◆ **Text excerpt**
☆ ☆ ☆ ☆

Projecting multi-partite networks


Asked this on the slack community as well. New to neo4j and cypher.

Trying to run some graph queries over a bipartite network (nodes are gene, and microbe, respectively), with a relationship of associated. I want to run node centrality measures over the network, but with a projection of the graph. For example on a graph that consists of only genes where genes are connected if they share an associated microbe (where the weight of this projected relationship is equal to the sum of the individual weights). How do I use cypher to do this? I know I can use cypher projection for the various algo., but this is running the algorithm on the original graph structure.

I have tried to google and read through the docs/community apge, but I don't quite know the terminology that neo4j/cypher use for this process. Any help would be greatly appreciated

Additional Information:
Neo4j version is 3.5 on a linux system, using the community server edition (don't have access to a gui). I am primarily testing using the py2neo interface at the moment.
Number of nodes ~43 000
Number of relationships ~1.7e6

(I saw a recorded conference talk on something similar once in neo4j, but for the life of me I cannot find that video).

The following cypher is what I have tried:

MATCH (n1:gene)-[r]-(p:microbe)-[r2]-(n2:gene)

☆ ☆ ☆ ☆

◆ **Things to do**
1. Reproduce the Neo4j question from "I have tried to" to "MATCH (n1:gene)-[r]-(p:microbe)-[r2]-(n2:gene)".
2. In the Neo4j question, why does the poster's knowledge of cypher projection for the algorithms not solve the problem?
The lines after this point come from a different source.

◆ **Recorded information**
☆ ☆ ☆ ☆

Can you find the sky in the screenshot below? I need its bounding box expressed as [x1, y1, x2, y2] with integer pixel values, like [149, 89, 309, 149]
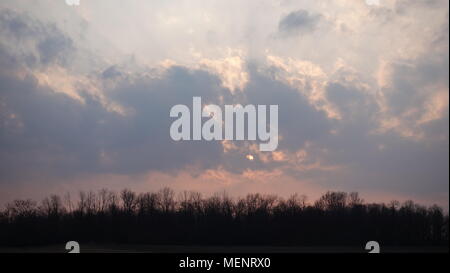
[0, 0, 449, 210]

☆ ☆ ☆ ☆

◆ **Answer section**
1.
I have tried to google and read through the docs/community apge, but I don't quite know the terminology that neo4j/cypher use for this process. Any help would be greatly appreciated

Additional Information:
Neo4j version is 3.5 on a linux system, using the community server edition (don't have access to a gui). I am primarily testing using the py2neo interface at the moment.
Number of nodes ~43 000
Number of relationships ~1.7e6

(I saw a recorded conference talk on something similar once in neo4j, but for the life of me I cannot find that video).

The following cypher is what I have tried:

MATCH (n1:gene)-[r]-(p:microbe)-[r2]-(n2:gene)

2. Cypher projection runs the algorithm on the original graph structure. The poster wants centrality measures on a projected graph of only genes. In that graph, genes are connected if they share an associated microbe.